> [Apply what you read]
1. Reproduce the part of the vitamin D text between "[1] Also, in" and "fat malabsorption conditions.", inclusive, with "eradicate" changed to "eliminate".
2. Translate this sentence from the vitamin D text into Spanish: "These northern peoples did not rely on the sun for vitamin D, they consumed it."

Top of Text for analysis

If you want to split hairs, you should do it properly
In some regions there is not enough sunlight to produce enough Vitamin D. So it will be substituted.
https://en.wikipedia.org/wiki/Vitamin_D:
"Rickets was formerly a major public health problem among the US population; in
Denver, where ultraviolet rays are about 20% stronger than at sea level on the same latitude,
[39] almost two-thirds of 500 children had mild rickets in the late 1920s.
[40] An increase in the proportion of animal protein
[38][41] in the 20th century American diet coupled with increased consumption of milk
[42][43] fortified with relatively small quantities of vitamin D coincided with a dramatic decline in the number of rickets cases.
[1] Also, in the United States and Canada, vitamin D-fortified milk, infant vitamin supplements, and vitamin supplements have helped to eradicate the majority of cases of rickets for children with fat malabsorption conditions.
[27]"
In regards to the Inuit and Eskimo their diet of whale, seal, and walrus blubber (vitamin D saturated fat), along with eggs and char (trout) are all rich in vitamin D. These northern peoples did not rely on the sun for vitamin D, they consumed it.
So wouldn´t it be right to say that in part of the world Vitamin D can´t be produced in sufficient quantities by the body itself and therefor is in these parts of the world a Vitamin?

Bottom of Text for analysis
Top of Provided data

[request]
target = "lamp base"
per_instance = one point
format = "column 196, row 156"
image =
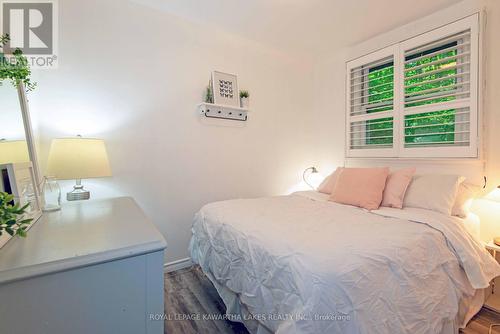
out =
column 496, row 241
column 78, row 193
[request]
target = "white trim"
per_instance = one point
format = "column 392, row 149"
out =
column 397, row 51
column 177, row 265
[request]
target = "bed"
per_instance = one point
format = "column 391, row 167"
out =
column 303, row 264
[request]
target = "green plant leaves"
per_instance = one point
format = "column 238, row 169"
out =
column 16, row 69
column 12, row 216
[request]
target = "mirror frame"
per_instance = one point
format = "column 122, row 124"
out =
column 30, row 141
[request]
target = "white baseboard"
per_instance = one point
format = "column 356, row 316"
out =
column 176, row 265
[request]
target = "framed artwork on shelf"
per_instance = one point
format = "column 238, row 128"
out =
column 225, row 89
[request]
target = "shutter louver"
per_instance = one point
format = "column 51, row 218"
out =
column 371, row 88
column 437, row 82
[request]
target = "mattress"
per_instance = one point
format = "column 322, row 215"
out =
column 302, row 264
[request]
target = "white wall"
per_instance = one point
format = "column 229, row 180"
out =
column 133, row 76
column 330, row 83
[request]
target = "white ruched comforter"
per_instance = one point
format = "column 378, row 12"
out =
column 301, row 264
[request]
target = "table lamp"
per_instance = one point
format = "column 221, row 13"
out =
column 13, row 151
column 76, row 159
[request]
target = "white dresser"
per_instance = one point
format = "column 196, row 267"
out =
column 93, row 267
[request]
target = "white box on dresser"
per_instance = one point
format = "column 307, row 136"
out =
column 93, row 267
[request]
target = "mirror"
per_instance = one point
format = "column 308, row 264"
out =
column 13, row 143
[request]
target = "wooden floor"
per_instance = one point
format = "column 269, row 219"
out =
column 189, row 295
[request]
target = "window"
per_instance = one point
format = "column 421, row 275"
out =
column 417, row 98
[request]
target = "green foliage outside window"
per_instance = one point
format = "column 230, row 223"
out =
column 381, row 88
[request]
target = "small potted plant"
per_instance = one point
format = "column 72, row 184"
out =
column 244, row 102
column 12, row 217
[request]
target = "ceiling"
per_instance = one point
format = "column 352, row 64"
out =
column 303, row 27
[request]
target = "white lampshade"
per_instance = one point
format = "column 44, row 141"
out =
column 78, row 158
column 13, row 151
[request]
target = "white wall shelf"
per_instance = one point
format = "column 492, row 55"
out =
column 211, row 110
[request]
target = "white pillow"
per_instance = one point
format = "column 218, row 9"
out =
column 465, row 195
column 433, row 192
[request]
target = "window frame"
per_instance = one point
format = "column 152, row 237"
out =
column 399, row 112
column 390, row 51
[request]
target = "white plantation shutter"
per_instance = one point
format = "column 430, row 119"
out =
column 431, row 109
column 370, row 106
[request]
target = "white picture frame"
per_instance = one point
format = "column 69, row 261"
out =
column 14, row 179
column 225, row 89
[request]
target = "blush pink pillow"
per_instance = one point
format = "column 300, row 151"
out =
column 328, row 184
column 363, row 187
column 395, row 187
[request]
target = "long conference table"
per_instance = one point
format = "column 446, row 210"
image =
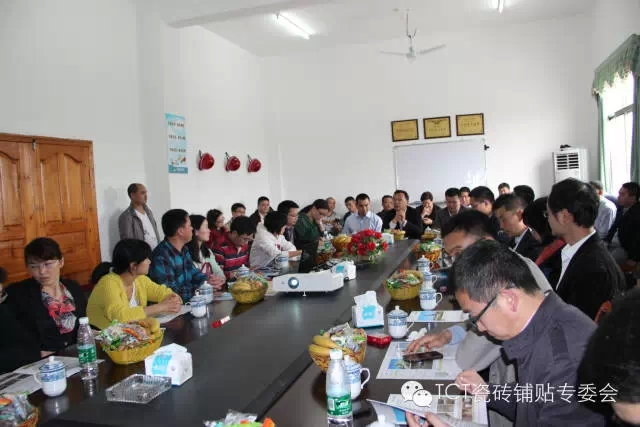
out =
column 255, row 363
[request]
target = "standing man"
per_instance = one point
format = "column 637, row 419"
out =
column 364, row 219
column 137, row 221
column 403, row 216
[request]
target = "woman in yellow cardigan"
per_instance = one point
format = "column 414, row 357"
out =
column 123, row 289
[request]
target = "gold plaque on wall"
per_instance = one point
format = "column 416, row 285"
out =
column 470, row 124
column 437, row 127
column 404, row 130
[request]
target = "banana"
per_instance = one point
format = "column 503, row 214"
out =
column 324, row 342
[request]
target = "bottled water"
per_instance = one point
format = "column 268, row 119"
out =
column 339, row 412
column 87, row 350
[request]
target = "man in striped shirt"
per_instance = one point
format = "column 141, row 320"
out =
column 234, row 252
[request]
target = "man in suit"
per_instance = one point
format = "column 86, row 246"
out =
column 403, row 216
column 509, row 209
column 589, row 275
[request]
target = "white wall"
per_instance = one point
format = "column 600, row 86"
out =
column 218, row 88
column 69, row 69
column 330, row 112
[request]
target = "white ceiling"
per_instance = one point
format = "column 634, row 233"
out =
column 251, row 24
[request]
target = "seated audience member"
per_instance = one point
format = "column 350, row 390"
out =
column 363, row 219
column 550, row 259
column 454, row 206
column 482, row 200
column 47, row 305
column 504, row 188
column 237, row 209
column 589, row 275
column 387, row 205
column 290, row 209
column 171, row 262
column 542, row 335
column 428, row 211
column 350, row 204
column 403, row 216
column 123, row 288
column 625, row 234
column 215, row 221
column 264, row 207
column 270, row 241
column 526, row 193
column 612, row 360
column 331, row 222
column 607, row 211
column 234, row 252
column 309, row 226
column 202, row 256
column 19, row 347
column 509, row 208
column 465, row 198
column 137, row 221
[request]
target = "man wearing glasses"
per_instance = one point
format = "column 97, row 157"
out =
column 541, row 334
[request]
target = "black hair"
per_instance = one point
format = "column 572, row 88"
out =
column 212, row 217
column 172, row 220
column 426, row 196
column 452, row 192
column 132, row 188
column 274, row 221
column 632, row 188
column 486, row 267
column 482, row 194
column 237, row 206
column 578, row 198
column 286, row 205
column 126, row 252
column 534, row 217
column 406, row 195
column 510, row 202
column 42, row 249
column 362, row 196
column 525, row 192
column 612, row 357
column 199, row 252
column 471, row 222
column 243, row 226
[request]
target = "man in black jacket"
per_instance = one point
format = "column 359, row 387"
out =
column 403, row 216
column 589, row 275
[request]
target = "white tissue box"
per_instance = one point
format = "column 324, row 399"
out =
column 170, row 361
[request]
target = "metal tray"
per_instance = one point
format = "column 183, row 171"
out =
column 138, row 389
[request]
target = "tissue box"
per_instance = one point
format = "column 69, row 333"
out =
column 170, row 361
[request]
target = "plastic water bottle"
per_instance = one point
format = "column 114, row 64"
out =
column 339, row 411
column 87, row 350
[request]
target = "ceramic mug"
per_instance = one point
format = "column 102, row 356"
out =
column 52, row 376
column 429, row 299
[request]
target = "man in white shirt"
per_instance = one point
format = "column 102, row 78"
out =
column 606, row 211
column 363, row 219
column 137, row 221
column 590, row 276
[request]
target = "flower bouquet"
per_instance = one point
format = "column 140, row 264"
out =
column 367, row 245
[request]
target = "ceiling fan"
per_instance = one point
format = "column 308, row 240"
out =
column 412, row 54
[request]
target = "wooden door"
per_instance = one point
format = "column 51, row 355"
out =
column 66, row 204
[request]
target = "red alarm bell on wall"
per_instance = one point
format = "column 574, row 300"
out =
column 205, row 161
column 254, row 165
column 232, row 163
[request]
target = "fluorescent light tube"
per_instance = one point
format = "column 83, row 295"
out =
column 291, row 26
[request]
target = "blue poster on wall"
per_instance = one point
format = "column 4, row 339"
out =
column 177, row 139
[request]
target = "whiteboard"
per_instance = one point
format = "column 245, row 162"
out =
column 436, row 166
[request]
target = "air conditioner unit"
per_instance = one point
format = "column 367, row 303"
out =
column 570, row 163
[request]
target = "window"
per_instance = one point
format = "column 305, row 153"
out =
column 617, row 102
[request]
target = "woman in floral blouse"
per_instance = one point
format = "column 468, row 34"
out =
column 46, row 305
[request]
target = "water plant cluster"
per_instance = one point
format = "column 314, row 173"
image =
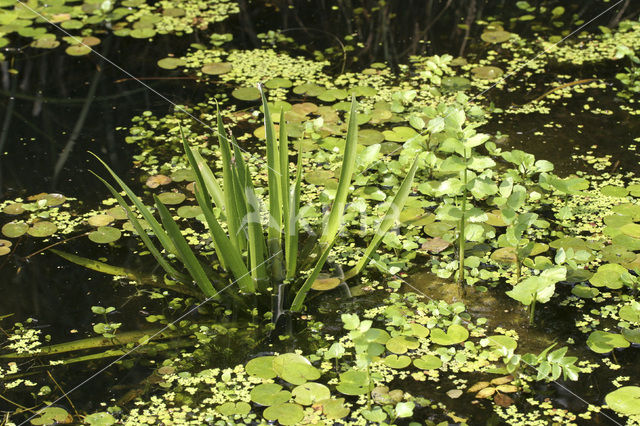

Bottom of Provided data

> [Task solutions]
1.
[1] Also, in the United States and Canada, vitamin D-fortified milk, infant vitamin supplements, and vitamin supplements have helped to eliminate the majority of cases of rickets for children with fat malabsorption conditions.

2. Estos pueblos del norte no dependían del sol para obtener vitamina D, la consumían.